▶ _記述課題 A_: 論文ダウンロードの案内文のうち、「紀国正典著「貨幣数量説と貨幣」から「たので、ご案内申し上げます。」までを一字一句そのまま書き写してください。

紀国正典著「貨幣数量説と貨幣減価の謎(2・完)―アダム・スミスの残した課題―」ダウンロードのご案内

このたび、紀国が研究をすすめてきました「国家破産・金融破産」研究の第 6作「貨幣数量説と貨幣減価の謎(2・完)―アダム・スミスの残した課題―」(高知大学経済学会『高知論叢』第121号、2021年10月)が、高知大学学術情報ディポジトリに掲載されましたので、ご案内申し上げます。

ご関心のある方は、次をクリックして高知大学学術情報ディポジトリにアクセスしていただき、拙稿論文をダウンロードしていただくことができます。
ご意見のある方は、投稿ページ(意見交流)にてご意見を賜れば幸いです。

貨幣数量説と貨幣減価の謎(2・完)―アダム・スミスの残した課題―

本論文の構成は次のとおりです。

第2章 地金論争とアダム・スミス

地金委員会と地金論争(第1次貨幣数量説論争)

▶ _記述課題 B_: 記録の中で「Indicate the golden」がある行から記録の終わりまでを、最初と最後の行も含めてそのまま引用してください。画像は入れないでください。

▶ _提供データ_:

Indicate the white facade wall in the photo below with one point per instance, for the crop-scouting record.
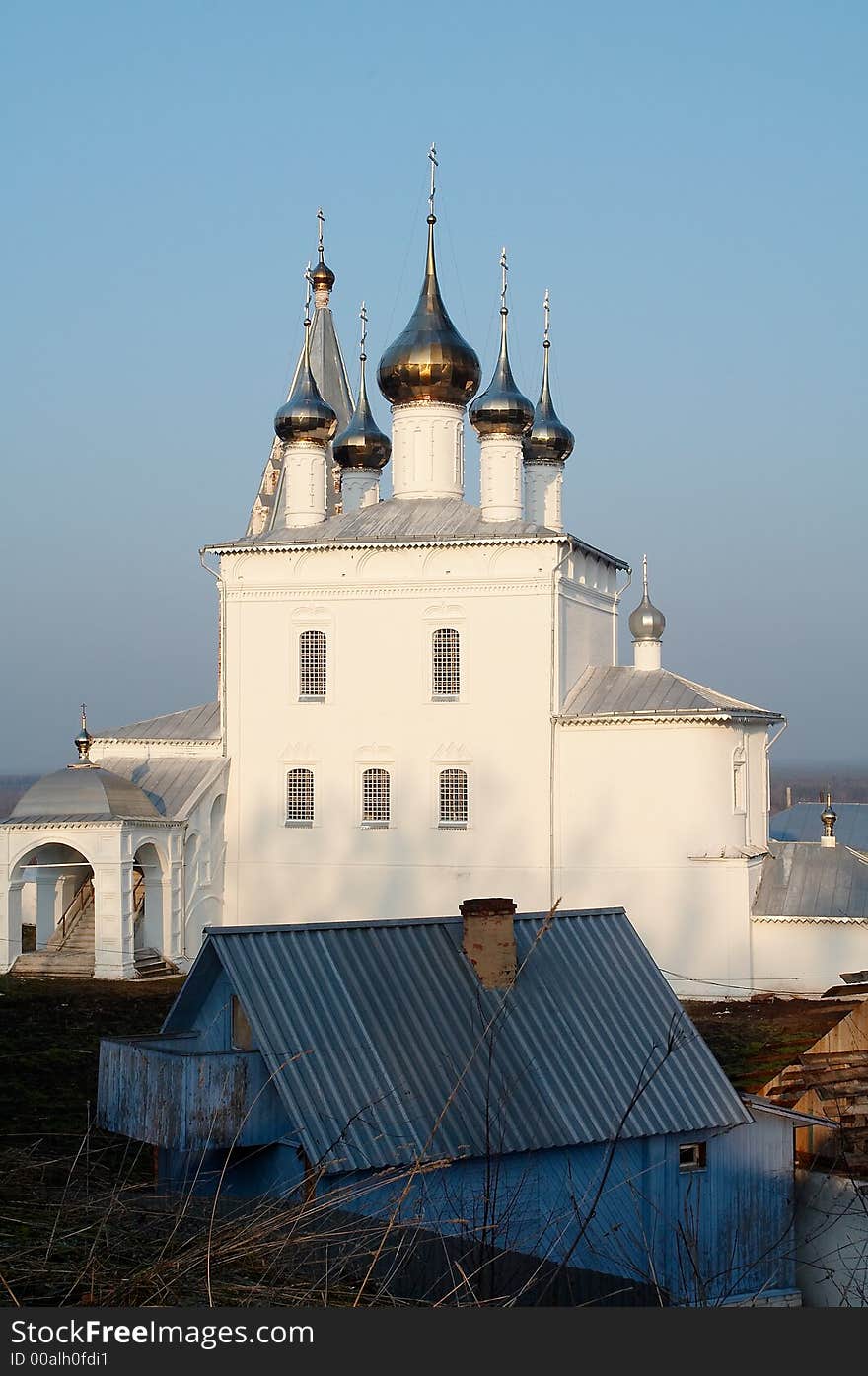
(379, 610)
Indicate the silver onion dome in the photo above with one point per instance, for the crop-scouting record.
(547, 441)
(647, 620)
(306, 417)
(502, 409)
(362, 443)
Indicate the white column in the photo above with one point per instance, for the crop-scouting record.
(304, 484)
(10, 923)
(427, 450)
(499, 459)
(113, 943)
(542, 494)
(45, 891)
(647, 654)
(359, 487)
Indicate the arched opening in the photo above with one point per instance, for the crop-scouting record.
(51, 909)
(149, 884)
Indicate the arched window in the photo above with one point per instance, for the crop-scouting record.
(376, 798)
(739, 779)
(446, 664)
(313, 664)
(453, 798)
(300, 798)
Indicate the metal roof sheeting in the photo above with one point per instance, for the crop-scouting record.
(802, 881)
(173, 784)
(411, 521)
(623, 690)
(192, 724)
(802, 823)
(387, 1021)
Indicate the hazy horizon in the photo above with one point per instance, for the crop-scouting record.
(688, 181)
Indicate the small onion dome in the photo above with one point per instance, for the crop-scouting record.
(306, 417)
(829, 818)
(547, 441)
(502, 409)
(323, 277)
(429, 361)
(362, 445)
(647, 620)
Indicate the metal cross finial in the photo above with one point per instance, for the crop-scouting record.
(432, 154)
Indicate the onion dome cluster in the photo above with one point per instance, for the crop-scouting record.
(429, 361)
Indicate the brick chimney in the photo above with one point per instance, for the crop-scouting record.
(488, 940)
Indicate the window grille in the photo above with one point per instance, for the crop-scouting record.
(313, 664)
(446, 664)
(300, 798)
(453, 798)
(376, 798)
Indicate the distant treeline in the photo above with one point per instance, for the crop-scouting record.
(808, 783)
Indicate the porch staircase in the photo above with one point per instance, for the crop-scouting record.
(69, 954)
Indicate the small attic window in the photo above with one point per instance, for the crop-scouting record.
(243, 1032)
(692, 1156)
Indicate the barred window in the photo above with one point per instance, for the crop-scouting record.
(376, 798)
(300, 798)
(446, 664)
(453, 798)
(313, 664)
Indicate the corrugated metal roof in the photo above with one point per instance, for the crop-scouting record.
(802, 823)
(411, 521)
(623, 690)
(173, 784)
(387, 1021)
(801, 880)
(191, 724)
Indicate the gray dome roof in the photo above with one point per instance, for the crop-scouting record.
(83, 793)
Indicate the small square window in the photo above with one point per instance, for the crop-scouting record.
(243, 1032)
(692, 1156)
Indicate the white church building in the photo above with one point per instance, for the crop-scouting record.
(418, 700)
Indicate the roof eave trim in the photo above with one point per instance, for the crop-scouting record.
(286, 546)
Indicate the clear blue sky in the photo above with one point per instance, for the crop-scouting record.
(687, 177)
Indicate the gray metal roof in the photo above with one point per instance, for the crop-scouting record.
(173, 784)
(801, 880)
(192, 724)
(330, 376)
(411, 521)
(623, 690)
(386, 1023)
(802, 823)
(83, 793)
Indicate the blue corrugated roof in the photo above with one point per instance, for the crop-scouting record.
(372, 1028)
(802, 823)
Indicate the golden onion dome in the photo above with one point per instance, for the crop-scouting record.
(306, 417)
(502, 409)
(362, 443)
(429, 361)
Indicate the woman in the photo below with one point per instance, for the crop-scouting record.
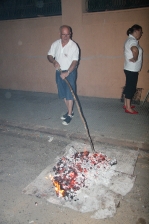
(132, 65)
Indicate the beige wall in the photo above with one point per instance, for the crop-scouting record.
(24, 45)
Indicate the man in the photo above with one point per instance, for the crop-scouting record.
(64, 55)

▶ _記述回答 A_:
紀国正典著「貨幣数量説と貨幣減価の謎(2・完)―アダム・スミスの残した課題―」ダウンロードのご案内

このたび、紀国が研究をすすめてきました「国家破産・金融破産」研究の第 6作「貨幣数量説と貨幣減価の謎(2・完)―アダム・スミスの残した課題―」(高知大学経済学会『高知論叢』第121号、2021年10月)が、高知大学学術情報ディポジトリに掲載されましたので、ご案内申し上げます。

▶ _記述回答 B_:
Indicate the golden onion dome in the photo above with one point per instance, for the crop-scouting record.
(306, 417)
(502, 409)
(362, 443)
(429, 361)
Indicate the woman in the photo below with one point per instance, for the crop-scouting record.
(132, 65)
Indicate the beige wall in the photo above with one point per instance, for the crop-scouting record.
(24, 45)
Indicate the man in the photo above with one point per instance, for the crop-scouting record.
(64, 55)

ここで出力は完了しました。